▶ _WHAT IS NEEDED_: Answer with a number only: how many lines of the data contain "surface"?

[Records from a data collection]

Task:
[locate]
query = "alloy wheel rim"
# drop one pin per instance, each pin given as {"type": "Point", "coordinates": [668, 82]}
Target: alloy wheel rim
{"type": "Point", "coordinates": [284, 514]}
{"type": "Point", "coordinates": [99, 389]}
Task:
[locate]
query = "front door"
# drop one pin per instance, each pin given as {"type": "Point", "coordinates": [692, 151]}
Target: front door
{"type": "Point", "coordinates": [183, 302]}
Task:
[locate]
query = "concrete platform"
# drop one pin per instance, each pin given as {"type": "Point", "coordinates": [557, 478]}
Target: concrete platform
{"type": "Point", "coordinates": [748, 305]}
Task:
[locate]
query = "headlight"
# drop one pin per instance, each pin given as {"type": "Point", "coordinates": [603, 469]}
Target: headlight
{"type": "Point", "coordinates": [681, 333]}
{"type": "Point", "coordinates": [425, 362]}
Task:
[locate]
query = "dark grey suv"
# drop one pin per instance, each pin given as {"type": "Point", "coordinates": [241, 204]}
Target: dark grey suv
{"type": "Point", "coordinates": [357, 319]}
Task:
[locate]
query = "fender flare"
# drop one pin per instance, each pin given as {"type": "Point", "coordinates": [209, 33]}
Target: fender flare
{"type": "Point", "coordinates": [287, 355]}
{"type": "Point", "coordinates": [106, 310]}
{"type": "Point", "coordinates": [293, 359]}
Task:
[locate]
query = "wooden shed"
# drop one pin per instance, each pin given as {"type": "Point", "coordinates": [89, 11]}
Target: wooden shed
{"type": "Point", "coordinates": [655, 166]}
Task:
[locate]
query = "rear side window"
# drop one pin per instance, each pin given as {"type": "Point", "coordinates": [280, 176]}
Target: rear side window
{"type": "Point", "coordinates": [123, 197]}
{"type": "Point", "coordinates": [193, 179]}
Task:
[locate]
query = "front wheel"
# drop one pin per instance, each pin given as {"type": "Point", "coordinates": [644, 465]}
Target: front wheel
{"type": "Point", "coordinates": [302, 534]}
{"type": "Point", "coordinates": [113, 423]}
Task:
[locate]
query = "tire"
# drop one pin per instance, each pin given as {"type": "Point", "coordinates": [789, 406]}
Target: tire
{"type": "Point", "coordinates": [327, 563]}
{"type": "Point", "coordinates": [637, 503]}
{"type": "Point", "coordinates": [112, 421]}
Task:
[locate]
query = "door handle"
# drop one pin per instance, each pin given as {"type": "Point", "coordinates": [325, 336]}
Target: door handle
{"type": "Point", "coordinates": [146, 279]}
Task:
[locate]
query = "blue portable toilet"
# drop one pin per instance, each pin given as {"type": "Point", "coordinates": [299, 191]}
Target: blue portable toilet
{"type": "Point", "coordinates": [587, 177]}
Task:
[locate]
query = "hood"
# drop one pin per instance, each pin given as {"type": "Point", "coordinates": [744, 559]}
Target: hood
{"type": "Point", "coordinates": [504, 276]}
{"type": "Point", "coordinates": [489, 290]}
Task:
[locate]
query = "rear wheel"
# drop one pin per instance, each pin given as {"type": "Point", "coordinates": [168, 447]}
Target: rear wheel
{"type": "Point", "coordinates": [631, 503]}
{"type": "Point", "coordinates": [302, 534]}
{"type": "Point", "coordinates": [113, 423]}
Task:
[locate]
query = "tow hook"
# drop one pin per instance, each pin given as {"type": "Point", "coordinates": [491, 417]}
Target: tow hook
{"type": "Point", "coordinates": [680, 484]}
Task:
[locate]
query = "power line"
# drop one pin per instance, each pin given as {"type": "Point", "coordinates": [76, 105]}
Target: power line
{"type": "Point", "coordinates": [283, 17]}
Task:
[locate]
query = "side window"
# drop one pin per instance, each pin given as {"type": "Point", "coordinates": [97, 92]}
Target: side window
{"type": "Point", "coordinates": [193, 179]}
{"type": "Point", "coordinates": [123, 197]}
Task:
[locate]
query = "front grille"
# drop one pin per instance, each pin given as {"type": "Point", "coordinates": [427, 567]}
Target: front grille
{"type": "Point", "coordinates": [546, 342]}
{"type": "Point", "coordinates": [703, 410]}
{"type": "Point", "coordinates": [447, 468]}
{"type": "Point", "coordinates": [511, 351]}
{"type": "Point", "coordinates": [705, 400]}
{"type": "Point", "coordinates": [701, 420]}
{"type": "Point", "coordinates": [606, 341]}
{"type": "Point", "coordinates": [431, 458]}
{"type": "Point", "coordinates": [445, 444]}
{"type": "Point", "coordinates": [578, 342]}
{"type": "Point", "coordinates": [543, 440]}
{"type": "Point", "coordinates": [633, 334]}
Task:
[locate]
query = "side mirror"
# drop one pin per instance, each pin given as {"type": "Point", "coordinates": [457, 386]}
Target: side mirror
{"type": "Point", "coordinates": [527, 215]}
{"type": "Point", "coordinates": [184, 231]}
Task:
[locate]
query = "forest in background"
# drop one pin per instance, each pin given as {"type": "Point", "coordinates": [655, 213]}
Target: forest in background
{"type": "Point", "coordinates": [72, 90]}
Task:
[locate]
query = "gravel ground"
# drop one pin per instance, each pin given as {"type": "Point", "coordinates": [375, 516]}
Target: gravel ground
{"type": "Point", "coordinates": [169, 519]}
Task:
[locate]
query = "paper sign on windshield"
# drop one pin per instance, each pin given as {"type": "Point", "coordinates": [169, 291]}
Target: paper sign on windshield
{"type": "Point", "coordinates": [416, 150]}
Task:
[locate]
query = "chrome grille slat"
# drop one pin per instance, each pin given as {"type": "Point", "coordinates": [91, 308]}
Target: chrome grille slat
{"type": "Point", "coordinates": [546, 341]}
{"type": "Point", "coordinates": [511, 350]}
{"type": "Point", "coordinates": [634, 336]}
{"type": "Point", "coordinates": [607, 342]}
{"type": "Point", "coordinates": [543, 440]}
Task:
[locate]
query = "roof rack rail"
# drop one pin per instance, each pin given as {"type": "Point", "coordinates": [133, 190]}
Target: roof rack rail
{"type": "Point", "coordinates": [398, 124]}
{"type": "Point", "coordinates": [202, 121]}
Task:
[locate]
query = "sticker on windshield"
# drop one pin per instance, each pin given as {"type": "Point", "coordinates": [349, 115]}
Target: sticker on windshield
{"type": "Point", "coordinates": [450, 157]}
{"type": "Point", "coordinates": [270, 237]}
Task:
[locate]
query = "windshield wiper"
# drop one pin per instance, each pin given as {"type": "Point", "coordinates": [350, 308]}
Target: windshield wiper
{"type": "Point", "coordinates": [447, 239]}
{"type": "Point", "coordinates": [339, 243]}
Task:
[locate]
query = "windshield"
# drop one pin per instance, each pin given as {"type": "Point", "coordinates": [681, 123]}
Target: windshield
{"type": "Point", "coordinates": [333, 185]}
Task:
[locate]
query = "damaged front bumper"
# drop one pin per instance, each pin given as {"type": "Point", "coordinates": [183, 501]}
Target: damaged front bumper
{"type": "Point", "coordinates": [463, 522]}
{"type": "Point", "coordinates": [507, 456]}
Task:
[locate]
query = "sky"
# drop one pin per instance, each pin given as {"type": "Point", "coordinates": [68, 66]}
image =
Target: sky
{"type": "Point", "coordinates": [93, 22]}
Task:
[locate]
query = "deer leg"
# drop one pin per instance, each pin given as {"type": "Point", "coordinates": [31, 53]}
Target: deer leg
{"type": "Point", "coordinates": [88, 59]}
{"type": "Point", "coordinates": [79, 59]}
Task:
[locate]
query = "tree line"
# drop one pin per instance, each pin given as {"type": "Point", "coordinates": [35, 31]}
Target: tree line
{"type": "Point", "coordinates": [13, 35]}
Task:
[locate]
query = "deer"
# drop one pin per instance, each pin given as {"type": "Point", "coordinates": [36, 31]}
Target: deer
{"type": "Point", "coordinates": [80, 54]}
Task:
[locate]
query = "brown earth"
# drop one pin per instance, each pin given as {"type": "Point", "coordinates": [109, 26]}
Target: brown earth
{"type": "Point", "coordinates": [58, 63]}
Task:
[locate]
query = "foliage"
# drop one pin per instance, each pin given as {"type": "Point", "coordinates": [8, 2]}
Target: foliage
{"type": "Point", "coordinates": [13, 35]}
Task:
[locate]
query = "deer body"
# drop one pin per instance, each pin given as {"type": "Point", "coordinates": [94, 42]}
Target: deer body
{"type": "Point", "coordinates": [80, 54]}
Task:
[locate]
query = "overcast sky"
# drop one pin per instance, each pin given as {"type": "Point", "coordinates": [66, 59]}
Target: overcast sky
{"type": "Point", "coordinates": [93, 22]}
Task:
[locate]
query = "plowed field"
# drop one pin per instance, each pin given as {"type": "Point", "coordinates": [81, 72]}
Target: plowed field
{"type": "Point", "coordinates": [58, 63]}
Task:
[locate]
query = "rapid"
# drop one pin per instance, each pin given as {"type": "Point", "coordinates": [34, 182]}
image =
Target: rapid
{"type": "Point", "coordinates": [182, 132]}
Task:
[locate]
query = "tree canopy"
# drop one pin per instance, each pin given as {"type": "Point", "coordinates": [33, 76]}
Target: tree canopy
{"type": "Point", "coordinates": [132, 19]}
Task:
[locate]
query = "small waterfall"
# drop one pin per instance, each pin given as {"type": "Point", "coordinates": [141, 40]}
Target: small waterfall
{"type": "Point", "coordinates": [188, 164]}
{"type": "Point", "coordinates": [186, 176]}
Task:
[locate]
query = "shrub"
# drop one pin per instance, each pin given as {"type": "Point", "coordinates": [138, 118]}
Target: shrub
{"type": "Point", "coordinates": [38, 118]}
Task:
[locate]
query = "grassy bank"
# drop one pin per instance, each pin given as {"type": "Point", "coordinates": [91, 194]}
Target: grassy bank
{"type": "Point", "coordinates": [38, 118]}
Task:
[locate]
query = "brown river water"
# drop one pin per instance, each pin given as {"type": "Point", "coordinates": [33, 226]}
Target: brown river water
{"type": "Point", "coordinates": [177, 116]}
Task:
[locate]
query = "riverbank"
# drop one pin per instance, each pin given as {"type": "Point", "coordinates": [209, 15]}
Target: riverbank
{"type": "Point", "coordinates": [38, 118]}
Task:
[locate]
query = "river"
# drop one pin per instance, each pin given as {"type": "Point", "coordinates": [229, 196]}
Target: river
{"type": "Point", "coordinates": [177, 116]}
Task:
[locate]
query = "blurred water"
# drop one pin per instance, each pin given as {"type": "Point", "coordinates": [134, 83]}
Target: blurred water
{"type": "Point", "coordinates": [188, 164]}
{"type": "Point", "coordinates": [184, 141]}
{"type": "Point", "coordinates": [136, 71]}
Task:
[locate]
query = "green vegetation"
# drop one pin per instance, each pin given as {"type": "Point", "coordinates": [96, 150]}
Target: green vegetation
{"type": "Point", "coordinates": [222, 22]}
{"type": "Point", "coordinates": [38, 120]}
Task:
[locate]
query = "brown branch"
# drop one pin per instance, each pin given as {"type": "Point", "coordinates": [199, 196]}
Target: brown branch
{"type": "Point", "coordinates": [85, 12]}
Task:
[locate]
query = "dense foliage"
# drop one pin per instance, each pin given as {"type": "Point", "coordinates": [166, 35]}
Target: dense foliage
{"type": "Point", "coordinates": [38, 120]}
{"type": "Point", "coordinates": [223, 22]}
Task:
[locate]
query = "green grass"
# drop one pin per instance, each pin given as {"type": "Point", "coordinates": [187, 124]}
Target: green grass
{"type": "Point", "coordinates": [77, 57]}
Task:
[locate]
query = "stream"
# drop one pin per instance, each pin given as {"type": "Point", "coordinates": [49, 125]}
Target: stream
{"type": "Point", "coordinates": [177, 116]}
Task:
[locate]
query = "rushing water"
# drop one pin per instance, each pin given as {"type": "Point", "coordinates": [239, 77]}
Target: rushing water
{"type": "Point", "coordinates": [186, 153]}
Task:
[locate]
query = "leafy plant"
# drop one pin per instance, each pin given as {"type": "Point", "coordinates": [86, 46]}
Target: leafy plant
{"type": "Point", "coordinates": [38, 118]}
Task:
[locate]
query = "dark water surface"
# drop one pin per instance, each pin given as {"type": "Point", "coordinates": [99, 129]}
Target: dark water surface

▶ _TASK ANSWER_: 2